Corona Passover: Kindness prevails

In Jewish law, we always have an obligation to give, but for Passover it gets ramped up.

A MAN wraps fresh matza during Passover in Ashdod in 2016 (photo credit: AMIR COHEN/REUTERS)
A MAN wraps fresh matza during Passover in Ashdod in 2016
(photo credit: AMIR COHEN/REUTERS)
“Goodness is about character - integrity, honesty, kindness, generosity, moral courage and the like. More than anything else, it is about how we treat other people.” - Dennis Prager
In an interview with The Jerusalem Post a few years ago, Rabbi Yitzchak David Grossman, Israel Prize laureate and founder and director of the Migdal Ohr network of educational institutes, said: “The narrative in the Passover Haggadah is instructive, especially in the way it begins, which is not, as we might have thought, with the events of the Exodus but in describing the matzah and inviting everyone to eat of it. This story of the Exodus and of becoming a people is only interesting and is only relevant if we are all taking care of each other, not just ourselves but the whole Jewish people.”
Especially this year, with COVID-19 front and center, acts of kindness and charity have helped countless people get ready for the holiday, while under lockdown. In a “normal” year, we hear appeals on the radio and special television fundraisers, raising money for organizations that provide food to the needy. Walk around the streets of Jerusalem and you will see trucks unloading fruits, vegetables, chickens and meat for families that can’t afford the cost of the holiday. 
While much of that took place this year as well, nothing compares to the acts of kindness created in local communities throughout the country. In my neighborhood, multiple WhatsApp groups were active, looking for volunteers to pick up and deliver medicine for the homebound, or prepare meals for those unable to make them for themselves, just to name a few tasks. 
It got to the point where if you were away from your phone for a couple of hours, there would be 30 or 40 messages asking for help and double that amount for people wanting to help and offering their services. The togetherness and real community spirit has been a beautiful thing to experience.
What makes this so ironic is that for all of the togetherness, we are actually all alone, not able to congregate. I heard someone talk about the unusual Seder night that we just celebrated and said that due to the fact that no one was allowed to have guests, there were more Seders celebrated than at any time in Jewish history.
I find it amusing that while it’s the government policies that have brought us to this situation, the government is slow and clumsy in providing solutions. The kindness mentioned above, which has been incredibly effective in solutions for real people, is the brainchild of private citizens. The government is nowhere to be seen.
In Jewish law, we always have an obligation to give, but for Passover it gets ramped up. There is an ancient custom which dates back to the time of the Jerusalem Talmud of kimcha d'pischa (flour for Passover). This refers to giving charity before Passover to your city's poor so they will be able to afford all their Passover needs.

■ **GIVEN MATERIAL**:
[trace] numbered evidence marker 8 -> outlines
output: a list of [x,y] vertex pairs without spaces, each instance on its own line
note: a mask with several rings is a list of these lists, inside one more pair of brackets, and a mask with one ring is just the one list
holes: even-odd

■ **TASK INSTRUCTIONS**:
1) Repeat the stretch of the Passover kindness article from "Especially this year, with" through "of the holiday." word for word.
2) Pick up the article on kindness during the coronavirus Passover after its last sentence and write the next part.

■ **ANSWERS IN ORDER**:
1)
Especially this year, with COVID-19 front and center, acts of kindness and charity have helped countless people get ready for the holiday, while under lockdown. In a “normal” year, we hear appeals on the radio and special television fundraisers, raising money for organizations that provide food to the needy. Walk around the streets of Jerusalem and you will see trucks unloading fruits, vegetables, chickens and meat for families that can’t afford the cost of the holiday.

2)
As I have written previously, to illustrate the need to give charity before the holiday there is a famous story about Rabbi Yosef Dov Soloveitchik of Brisk. A woman approached him with a strange question. She wanted to know if one could use milk instead of wine for the four cups of the Seder. She explained that she could not afford wine. He answered her by giving her a large amount of money. Asked the Rabbi's wife, "I understand you gave her money because she can't afford the wine, but why so much?"
Answered the Rabbi, "If she wants to drink milk at the Seder, it is obvious she has no meat for Passover (as there is a prohibition to eat meat and milk at the same meal). So I gave her enough to buy wine and meat for the entire holiday."
With so many struggling financially, how can we make sure that we can continue giving? Today more than ever, it centers on living with financial discipline. Start a budget, where you have two line items that get funded first. First is your charity and next is long-term savings. 
I know you are thinking that you are maxed out and have no money for anything. You can do it. Start examining spending decisions and think if you really need the product. You don’t need to buy everything. 
Think about it this way: You can probably do without another new pair of shoes or going out to dinner. There are a lot of families that you could give that money to instead, and it would allow them to be able to put food on the table for a week. 
In addition the sooner you start saving and investing the sooner that you will be able to accumulate a nice amount of money and then you will be able to increase your giving as well.
Have a great Passover!
The information contained in this article reflects the opinion of the author and not necessarily the opinion of Portfolio Resources Group, Inc. or its affiliates.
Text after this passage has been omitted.